▶ **Information given**
- - -

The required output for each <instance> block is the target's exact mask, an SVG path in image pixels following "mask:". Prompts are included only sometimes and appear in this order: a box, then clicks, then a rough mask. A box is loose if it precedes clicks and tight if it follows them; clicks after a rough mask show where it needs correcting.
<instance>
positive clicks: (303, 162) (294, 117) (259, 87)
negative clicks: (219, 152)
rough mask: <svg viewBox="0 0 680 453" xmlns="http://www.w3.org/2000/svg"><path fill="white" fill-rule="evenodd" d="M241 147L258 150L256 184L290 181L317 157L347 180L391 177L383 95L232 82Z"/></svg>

- - -

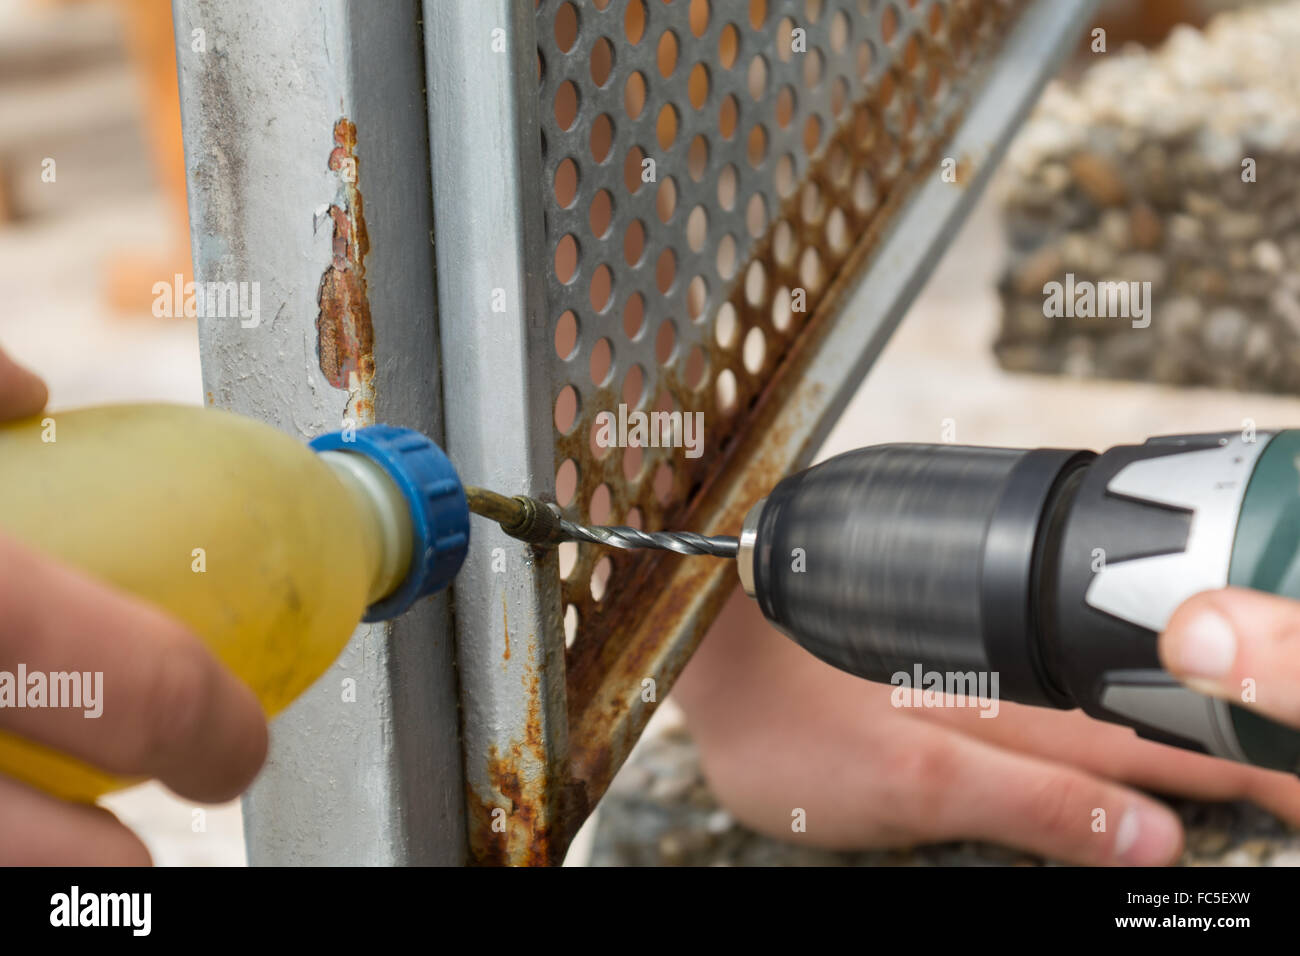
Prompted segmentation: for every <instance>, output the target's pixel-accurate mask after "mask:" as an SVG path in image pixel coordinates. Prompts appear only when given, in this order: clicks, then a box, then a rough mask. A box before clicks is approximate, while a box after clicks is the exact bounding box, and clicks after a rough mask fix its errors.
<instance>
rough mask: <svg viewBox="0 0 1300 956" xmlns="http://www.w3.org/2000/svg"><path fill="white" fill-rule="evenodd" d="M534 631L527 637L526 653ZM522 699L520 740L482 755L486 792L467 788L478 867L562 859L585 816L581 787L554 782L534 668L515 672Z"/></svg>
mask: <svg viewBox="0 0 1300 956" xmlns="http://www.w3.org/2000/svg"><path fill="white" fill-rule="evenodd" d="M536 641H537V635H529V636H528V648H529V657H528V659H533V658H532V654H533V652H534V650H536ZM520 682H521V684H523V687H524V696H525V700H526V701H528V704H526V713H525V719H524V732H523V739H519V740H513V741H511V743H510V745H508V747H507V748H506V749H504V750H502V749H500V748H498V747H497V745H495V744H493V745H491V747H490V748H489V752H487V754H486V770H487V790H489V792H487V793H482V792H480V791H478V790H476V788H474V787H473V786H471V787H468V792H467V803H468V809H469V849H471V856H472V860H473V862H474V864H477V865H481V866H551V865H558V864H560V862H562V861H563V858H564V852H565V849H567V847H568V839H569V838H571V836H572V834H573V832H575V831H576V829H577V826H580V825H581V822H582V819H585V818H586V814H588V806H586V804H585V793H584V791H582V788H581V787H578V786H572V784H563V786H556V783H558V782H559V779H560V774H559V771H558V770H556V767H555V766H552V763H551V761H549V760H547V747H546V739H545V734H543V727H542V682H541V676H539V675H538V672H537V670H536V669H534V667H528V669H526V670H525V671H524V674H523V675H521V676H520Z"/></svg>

- - -

▶ **Job item**
Give the lines starting at the one that contains "The required output" and ending at the one that contains "147L258 150L256 184L290" as a numbered list, leaving out any blank lines.

▶ **Answer to the problem**
1. The required output for each <instance> block is the target's exact mask, an SVG path in image pixels following "mask:". Prompts are included only sometimes and appear in this order: a box, then clicks, then a rough mask. A box is loose if it precedes clicks and tight if it follows them; clicks after a rough mask show where it needs correcting.
2. <instance>
3. positive clicks: (303, 162) (294, 117) (259, 87)
4. negative clicks: (219, 152)
5. rough mask: <svg viewBox="0 0 680 453" xmlns="http://www.w3.org/2000/svg"><path fill="white" fill-rule="evenodd" d="M241 147L258 150L256 184L290 181L317 157L347 180L391 177L383 95L232 82Z"/></svg>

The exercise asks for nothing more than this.